**Exercise details:**
A word-for-word repetition of the records beneath this task is the expected answer.

[Segmentation mask data]
^^^^^^^^

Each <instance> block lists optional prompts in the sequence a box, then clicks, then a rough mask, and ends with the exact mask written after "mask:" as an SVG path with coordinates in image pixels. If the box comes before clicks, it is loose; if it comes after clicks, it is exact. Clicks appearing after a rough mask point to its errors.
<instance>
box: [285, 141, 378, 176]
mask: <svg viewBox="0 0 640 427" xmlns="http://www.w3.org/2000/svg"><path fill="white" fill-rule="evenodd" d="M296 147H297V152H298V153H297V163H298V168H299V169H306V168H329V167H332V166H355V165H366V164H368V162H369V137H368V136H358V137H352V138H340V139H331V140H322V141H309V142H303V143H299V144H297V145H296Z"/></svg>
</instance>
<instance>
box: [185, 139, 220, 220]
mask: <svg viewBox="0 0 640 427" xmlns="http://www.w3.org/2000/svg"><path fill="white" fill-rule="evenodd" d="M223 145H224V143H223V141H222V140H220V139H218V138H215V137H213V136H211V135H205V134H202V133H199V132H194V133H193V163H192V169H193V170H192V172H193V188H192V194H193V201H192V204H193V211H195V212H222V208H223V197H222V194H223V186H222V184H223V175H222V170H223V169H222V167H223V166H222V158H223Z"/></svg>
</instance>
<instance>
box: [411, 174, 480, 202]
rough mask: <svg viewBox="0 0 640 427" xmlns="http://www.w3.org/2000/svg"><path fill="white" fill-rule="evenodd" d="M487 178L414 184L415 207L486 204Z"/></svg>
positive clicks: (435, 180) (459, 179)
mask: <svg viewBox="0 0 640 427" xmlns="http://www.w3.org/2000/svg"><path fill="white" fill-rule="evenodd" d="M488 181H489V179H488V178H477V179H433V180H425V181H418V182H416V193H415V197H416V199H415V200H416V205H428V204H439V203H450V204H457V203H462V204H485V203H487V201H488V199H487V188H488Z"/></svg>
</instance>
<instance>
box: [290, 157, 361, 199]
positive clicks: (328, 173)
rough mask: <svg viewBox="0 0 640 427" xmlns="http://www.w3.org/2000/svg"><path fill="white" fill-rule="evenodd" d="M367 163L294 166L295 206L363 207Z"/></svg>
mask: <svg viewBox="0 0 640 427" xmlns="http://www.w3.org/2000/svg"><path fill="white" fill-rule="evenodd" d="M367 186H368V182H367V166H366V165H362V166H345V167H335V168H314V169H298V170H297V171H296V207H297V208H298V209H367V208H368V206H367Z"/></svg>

^^^^^^^^

**Output of the exercise:**
Each <instance> block lists optional prompts in the sequence a box, then clicks, then a rough mask, and ends with the exact mask written after "mask:" as an SVG path with coordinates in image pixels. If the box comes before clicks, it is loose; if it comes after clicks, it is exact. Clicks appearing after a rough mask point to its errors.
<instance>
box: [285, 141, 378, 176]
mask: <svg viewBox="0 0 640 427" xmlns="http://www.w3.org/2000/svg"><path fill="white" fill-rule="evenodd" d="M296 147H297V152H298V153H297V163H298V168H299V169H306V168H329V167H332V166H355V165H366V164H368V162H369V137H368V136H358V137H352V138H340V139H331V140H322V141H309V142H303V143H299V144H297V145H296Z"/></svg>
</instance>
<instance>
box: [185, 139, 220, 220]
mask: <svg viewBox="0 0 640 427" xmlns="http://www.w3.org/2000/svg"><path fill="white" fill-rule="evenodd" d="M223 145H224V143H223V141H222V140H220V139H218V138H215V137H213V136H211V135H205V134H202V133H199V132H194V133H193V163H192V169H193V170H192V172H193V188H192V194H193V201H192V204H193V211H195V212H222V208H223V197H222V194H223V186H222V184H223V175H222V170H223V169H222V167H223V166H222V158H223Z"/></svg>
</instance>
<instance>
box: [411, 174, 480, 202]
rough mask: <svg viewBox="0 0 640 427" xmlns="http://www.w3.org/2000/svg"><path fill="white" fill-rule="evenodd" d="M487 178L414 184L415 207L486 204Z"/></svg>
positive clicks: (435, 180) (459, 179)
mask: <svg viewBox="0 0 640 427" xmlns="http://www.w3.org/2000/svg"><path fill="white" fill-rule="evenodd" d="M488 181H489V179H488V178H477V179H433V180H425V181H418V182H416V193H415V197H416V199H415V200H416V205H428V204H439V203H450V204H457V203H462V204H485V203H487V201H488V199H487V188H488Z"/></svg>
</instance>
<instance>
box: [290, 157, 361, 199]
positive clicks: (328, 173)
rough mask: <svg viewBox="0 0 640 427" xmlns="http://www.w3.org/2000/svg"><path fill="white" fill-rule="evenodd" d="M367 163L294 166L295 206L363 207Z"/></svg>
mask: <svg viewBox="0 0 640 427" xmlns="http://www.w3.org/2000/svg"><path fill="white" fill-rule="evenodd" d="M367 186H368V182H367V166H366V165H362V166H345V167H335V168H314V169H298V170H297V171H296V207H297V208H298V209H367V208H368V206H367Z"/></svg>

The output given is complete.